* Task objective:
For each line below that holds the word "jersey", make a copy.

(Dataset entries)
=-=-=-=-=

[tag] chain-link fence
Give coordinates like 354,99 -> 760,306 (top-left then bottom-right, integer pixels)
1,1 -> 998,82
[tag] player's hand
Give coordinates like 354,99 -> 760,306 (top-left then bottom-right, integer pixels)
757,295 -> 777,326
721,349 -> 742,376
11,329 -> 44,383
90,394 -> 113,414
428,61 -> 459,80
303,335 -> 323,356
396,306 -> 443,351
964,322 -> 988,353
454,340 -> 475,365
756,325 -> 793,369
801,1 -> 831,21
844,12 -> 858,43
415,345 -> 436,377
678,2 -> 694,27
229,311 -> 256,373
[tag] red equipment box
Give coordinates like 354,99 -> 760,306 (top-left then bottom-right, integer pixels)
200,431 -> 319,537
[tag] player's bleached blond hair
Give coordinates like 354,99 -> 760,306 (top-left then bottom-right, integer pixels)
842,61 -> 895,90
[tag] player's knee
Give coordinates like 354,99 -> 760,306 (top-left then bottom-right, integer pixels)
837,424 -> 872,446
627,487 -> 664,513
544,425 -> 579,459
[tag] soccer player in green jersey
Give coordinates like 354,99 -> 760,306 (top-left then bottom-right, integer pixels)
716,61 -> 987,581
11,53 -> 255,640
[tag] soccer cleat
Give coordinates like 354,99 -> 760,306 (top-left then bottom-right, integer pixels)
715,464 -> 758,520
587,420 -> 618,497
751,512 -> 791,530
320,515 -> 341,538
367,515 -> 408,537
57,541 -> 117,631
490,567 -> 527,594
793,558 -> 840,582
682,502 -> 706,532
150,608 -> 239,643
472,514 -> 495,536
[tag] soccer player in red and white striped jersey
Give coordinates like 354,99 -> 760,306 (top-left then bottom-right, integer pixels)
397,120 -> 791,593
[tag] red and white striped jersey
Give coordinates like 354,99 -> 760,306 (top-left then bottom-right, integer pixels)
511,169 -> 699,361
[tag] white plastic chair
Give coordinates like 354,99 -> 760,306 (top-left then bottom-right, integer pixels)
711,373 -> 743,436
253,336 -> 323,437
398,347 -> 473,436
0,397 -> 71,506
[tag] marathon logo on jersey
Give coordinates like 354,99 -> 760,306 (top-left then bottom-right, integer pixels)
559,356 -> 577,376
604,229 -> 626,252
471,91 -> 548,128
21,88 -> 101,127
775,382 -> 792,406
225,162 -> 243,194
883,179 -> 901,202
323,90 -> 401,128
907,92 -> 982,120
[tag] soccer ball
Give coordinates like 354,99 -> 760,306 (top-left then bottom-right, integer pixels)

=-=-=-=-=

* Solution to the problem:
[tag] soccer player in green jersey
[tag] soccer player in red and white striped jersey
[tag] red and white striped jersey
[tag] marathon logo on jersey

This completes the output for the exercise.